■ **Excerpt provided**:
# # # # # # #

He also confirms that the BGC is working directly with social media and search platforms to reduce under-18s’ exposure to gambling advertisements, saying: “These changes are clearly making a difference as the Advertising Standards Authority recently announced that, following its latest advertisement review, the number of betting ads appearing on inappropriate sites was down by 93%.”
Despite what the BGC has accomplished, Dugher stresses that the organisation is “determined to do more” and has plans on investing £10 million in the Young People’s Gambling Harm Prevention Programme which will be delivered to school pupils throughout the UK by teams at the YGAM and GamCare charities.
Warning Of The Illegal Online Gambling Black Market
In the same piece for Politcshome.com, Dugher warned of the dangers of the illegal online black market who do not comply with UK legislation and do not have “strict ID and age verification checks which are a requirement in the regulated sector”.
The illegal online market also does not follow any strict rules regarding advertising for minors. Despite the lack of regulation and safety, around 200,000 British gamblers visited illegal online gambling websites over a 12-month period between 2018 and 2019, which is why Dugher warns that the UK Government’s gambling review must not “inadvertently drive customers into the arms of these unscrupulous operators.”

# # # # # # #

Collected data

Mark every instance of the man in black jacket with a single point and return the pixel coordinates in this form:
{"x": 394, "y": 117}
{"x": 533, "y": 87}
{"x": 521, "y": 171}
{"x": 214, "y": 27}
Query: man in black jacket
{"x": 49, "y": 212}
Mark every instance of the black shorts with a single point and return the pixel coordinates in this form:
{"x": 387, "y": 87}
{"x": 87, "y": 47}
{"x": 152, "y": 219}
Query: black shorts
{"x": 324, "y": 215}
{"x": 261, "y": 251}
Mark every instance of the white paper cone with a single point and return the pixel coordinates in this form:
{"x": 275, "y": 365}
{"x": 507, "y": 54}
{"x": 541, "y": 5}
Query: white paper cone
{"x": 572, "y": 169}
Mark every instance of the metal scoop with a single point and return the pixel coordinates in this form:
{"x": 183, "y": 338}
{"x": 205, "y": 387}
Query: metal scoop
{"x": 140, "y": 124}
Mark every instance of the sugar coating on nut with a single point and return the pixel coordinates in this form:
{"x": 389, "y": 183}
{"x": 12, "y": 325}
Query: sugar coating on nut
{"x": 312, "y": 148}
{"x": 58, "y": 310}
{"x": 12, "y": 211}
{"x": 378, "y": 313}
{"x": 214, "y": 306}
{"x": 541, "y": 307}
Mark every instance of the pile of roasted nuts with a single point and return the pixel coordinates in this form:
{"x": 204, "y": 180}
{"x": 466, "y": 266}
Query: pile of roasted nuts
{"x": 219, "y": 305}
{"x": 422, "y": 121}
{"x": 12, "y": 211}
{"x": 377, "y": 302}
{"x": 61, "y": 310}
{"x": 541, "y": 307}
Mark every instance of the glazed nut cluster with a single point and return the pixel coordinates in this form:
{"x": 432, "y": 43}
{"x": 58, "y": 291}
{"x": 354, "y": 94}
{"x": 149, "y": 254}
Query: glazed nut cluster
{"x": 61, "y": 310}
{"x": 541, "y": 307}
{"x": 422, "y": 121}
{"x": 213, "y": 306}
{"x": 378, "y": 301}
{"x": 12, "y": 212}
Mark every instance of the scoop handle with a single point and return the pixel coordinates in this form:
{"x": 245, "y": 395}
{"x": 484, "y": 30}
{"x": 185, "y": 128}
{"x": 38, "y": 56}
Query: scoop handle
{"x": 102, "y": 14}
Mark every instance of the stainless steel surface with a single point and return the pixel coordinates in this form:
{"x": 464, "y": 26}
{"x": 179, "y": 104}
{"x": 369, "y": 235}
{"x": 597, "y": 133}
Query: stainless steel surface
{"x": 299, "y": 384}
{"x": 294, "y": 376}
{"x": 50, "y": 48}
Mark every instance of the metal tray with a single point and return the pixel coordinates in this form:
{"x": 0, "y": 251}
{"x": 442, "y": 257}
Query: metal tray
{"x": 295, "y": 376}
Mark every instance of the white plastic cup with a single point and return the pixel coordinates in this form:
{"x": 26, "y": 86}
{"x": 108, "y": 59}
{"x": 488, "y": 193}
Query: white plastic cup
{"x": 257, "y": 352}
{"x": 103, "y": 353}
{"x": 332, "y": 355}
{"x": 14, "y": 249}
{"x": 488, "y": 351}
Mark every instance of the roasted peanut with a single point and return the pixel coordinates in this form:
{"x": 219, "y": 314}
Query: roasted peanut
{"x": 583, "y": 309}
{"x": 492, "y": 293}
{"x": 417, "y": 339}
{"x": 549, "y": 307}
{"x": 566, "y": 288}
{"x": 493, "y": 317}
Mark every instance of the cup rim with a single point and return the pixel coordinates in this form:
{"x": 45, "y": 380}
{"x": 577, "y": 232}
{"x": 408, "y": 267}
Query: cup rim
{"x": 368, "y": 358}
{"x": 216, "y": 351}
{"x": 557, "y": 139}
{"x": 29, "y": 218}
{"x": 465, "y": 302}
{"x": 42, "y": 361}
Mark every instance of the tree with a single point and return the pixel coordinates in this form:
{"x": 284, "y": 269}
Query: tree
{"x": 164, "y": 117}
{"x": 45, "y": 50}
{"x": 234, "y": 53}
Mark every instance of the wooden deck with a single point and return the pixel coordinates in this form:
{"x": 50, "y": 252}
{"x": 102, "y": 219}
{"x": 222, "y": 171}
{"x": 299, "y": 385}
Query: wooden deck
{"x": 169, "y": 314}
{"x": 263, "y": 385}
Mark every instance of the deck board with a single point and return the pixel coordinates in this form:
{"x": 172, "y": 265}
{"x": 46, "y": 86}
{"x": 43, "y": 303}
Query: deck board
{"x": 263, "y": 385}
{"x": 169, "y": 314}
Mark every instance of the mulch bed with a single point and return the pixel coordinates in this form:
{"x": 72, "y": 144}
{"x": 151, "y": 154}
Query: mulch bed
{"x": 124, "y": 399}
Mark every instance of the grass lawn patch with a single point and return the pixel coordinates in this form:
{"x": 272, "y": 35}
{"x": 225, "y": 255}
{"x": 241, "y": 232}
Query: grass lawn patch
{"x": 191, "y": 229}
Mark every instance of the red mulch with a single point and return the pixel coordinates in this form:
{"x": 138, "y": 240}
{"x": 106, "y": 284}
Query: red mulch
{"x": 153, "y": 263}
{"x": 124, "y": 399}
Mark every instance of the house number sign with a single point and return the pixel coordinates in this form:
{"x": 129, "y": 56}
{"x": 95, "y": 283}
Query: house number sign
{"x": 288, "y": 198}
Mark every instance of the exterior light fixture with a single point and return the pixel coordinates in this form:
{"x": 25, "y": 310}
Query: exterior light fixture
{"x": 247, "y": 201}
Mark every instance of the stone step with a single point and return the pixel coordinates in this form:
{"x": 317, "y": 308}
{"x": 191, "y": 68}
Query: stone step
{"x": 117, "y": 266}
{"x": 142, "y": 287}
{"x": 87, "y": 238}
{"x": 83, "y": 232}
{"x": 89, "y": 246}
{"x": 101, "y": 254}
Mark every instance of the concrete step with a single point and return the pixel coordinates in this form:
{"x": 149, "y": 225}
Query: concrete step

# # # # # # #

■ **What you need to do**:
a) In the passage on gambling regulation, rewrite the section from "He also confirms" up to and including "and GamCare charities.", substituting "students" for "school pupils".
b) Summarize the passage on gambling regulation in two sentences.
c) Continue the passage on gambling regulation from the point where it ends.

■ **Set of answers**:
a)
He also confirms that the BGC is working directly with social media and search platforms to reduce under-18s’ exposure to gambling advertisements, saying: “These changes are clearly making a difference as the Advertising Standards Authority recently announced that, following its latest advertisement review, the number of betting ads appearing on inappropriate sites was down by 93%.”
Despite what the BGC has accomplished, Dugher stresses that the organisation is “determined to do more” and has plans on investing £10 million in the Young People’s Gambling Harm Prevention Programme which will be delivered to students throughout the UK by teams at the YGAM and GamCare charities.

b) The BGC is working with social media and search platforms to reduce under-18s' exposure to gambling advertisements, and it plans to invest £10 million in a youth gambling harm prevention program to be delivered in UK schools by YGAM and GamCare. Dugher also warns that the illegal online black market lacks strict ID and age verification checks and advertising rules, and that the government's gambling review must not drive customers toward such operators.

c)
Dugher concluded his piece by confirming that the Betting and Gaming Council will continue its “critical work” in tackling underage exposure to gambling and addressing the dangers of the illegal and unregulated online gambling market.
He said: “Ministers have said that they will seek to get the balance right in future changes – protecting the enjoyment of millions of people who enjoy a flutter – whether that’s on sports or on bingo or the Lottery – but at the same time what more can be done to protect the vulnerable. This is the right approach. So let’s have ‘evidence-led’ decisions that are based on facts, not the fiction that can too often swirl around this debate.”
The UK Government’s review of the Gambling Act 2005 launched in December 2020 and is being spearheaded by the Department for Digital, Culture, Media and Sport (DCMS). The review will reportedly look into limiting online gambling stakes, potentially banning sports sponsorships, implementing additional mandatory affordability checks, and granting the UK Gambling Commission with additional powers to help it further regulate the industry.
BGC Congratulates UK Government’s New Business Secretary
Michael Dugher’s piece for Politcshome.com comes as the organisation welcomes the appointment of Kwasi Kwarteng as the UK Government’s new Business Secretary, replacing Alok Sharma.
Kwarteng, who previously served as the Minister of State for Business, Energy and Clean Growth, is now responsible for leading the Department for Business, Energy and Industrial Strategy (BEIS).
In a statement shared on the BGC website, Dugher congratulated Kwarteng and praised his appointment, saying: “I would like to congratulate Kwasi on this richly-deserved promotion, and I look forward to working with him in his new role.
“The betting and gaming industry contributes £8.7 billion to the economy, pays around £3 billion a year in tax and employs 100,000 people, and we stand ready to help with the UK’s economic recovery once we are through the pandemic.”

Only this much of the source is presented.